══ Material for the task
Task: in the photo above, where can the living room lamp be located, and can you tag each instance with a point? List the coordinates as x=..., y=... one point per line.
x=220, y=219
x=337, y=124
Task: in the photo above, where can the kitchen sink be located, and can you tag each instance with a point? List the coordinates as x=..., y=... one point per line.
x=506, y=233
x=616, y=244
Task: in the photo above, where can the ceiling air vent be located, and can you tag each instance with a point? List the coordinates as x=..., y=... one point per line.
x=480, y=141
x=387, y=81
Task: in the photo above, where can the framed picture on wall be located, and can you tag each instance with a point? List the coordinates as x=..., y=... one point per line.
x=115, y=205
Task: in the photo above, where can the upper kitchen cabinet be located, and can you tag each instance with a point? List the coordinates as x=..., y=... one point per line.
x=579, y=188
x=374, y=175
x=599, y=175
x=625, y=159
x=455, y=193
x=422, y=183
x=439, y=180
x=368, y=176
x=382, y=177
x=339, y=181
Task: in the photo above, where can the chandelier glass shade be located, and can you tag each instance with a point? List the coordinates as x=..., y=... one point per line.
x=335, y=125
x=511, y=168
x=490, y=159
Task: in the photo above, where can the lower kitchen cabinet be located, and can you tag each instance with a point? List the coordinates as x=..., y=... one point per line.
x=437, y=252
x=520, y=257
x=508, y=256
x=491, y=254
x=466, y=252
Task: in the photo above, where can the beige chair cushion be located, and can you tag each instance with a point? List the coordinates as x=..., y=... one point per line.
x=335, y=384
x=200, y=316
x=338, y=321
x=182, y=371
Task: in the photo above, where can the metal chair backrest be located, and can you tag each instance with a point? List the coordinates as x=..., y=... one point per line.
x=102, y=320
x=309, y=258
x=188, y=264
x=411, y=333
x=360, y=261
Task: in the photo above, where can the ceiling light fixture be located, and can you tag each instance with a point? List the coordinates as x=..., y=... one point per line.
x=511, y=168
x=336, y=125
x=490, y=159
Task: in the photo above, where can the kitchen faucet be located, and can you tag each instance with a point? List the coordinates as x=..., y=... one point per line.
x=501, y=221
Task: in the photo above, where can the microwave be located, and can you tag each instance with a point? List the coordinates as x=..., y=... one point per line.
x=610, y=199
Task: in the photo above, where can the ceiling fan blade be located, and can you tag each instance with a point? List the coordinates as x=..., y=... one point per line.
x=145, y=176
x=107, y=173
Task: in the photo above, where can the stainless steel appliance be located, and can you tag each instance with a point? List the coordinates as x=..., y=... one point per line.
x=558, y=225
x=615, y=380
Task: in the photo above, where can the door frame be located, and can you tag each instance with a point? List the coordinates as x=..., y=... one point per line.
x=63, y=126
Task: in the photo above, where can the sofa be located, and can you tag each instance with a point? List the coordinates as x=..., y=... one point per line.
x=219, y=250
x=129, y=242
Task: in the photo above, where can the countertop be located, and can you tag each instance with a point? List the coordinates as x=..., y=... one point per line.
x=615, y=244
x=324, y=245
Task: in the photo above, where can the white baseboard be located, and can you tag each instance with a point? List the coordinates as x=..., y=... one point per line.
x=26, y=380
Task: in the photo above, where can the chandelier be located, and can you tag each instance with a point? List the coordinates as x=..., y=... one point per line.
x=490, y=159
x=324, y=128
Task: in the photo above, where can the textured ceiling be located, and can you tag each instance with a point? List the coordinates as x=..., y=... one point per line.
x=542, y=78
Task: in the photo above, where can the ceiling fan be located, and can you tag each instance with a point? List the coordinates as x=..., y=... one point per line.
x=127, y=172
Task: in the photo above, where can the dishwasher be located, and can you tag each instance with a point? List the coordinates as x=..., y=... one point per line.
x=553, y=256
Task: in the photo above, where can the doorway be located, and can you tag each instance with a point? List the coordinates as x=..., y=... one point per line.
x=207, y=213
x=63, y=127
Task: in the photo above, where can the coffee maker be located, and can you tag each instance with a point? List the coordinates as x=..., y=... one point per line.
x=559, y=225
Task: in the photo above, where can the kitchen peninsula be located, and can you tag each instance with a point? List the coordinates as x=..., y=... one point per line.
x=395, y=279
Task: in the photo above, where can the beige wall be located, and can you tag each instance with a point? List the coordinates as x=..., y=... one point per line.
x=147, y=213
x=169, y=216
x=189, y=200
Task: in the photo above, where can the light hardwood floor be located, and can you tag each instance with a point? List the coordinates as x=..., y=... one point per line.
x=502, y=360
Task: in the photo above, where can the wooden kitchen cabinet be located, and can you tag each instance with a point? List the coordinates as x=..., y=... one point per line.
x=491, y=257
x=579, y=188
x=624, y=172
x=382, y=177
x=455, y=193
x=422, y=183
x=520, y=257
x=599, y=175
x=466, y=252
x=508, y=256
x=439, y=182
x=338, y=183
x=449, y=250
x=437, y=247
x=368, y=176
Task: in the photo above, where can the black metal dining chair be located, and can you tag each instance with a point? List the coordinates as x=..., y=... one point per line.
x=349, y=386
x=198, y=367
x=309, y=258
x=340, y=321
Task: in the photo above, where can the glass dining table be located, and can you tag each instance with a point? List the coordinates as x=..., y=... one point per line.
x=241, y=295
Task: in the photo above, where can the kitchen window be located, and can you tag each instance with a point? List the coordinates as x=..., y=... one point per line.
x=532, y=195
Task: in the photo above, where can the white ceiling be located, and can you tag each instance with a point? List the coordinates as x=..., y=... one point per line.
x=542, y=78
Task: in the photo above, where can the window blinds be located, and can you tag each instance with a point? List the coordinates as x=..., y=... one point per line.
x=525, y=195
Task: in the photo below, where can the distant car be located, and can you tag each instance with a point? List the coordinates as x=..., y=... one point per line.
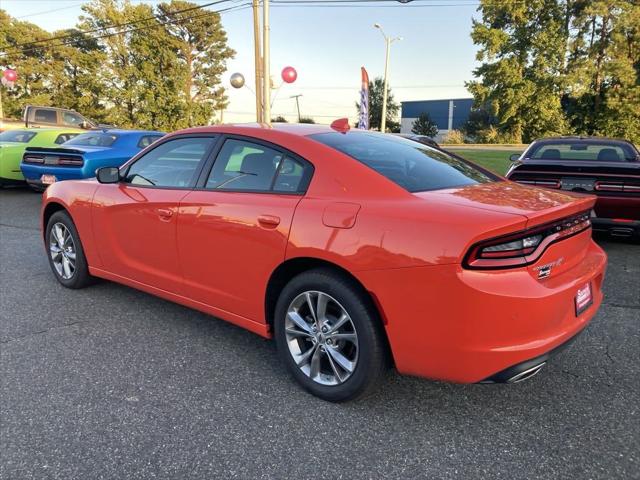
════
Task item:
Reproduce exactly and only the lines from the line that contains "Task: in the photo above, where can the kitchen window" to the end of the data above, both ends included. No pictures go in the copy.

Solution to this task:
Task: in the photo above, where can the kitchen window be located, and can you tag each instance with a point? List the coordinates as x=..., y=... one point per line.
x=532, y=195
Task: in the photo above, where can the white ceiling be located, and can you tag each instance with a point? List the coordinates as x=..., y=... one point per line.
x=542, y=78
Task: in the photo above, where can the window blinds be located, and can you tag each instance with a point? List the coordinates as x=..., y=... one point per line.
x=525, y=195
Task: in the photo below, where can the distant car be located, and can you tag each instance with a point? List the coordinates as x=..., y=... one point per line.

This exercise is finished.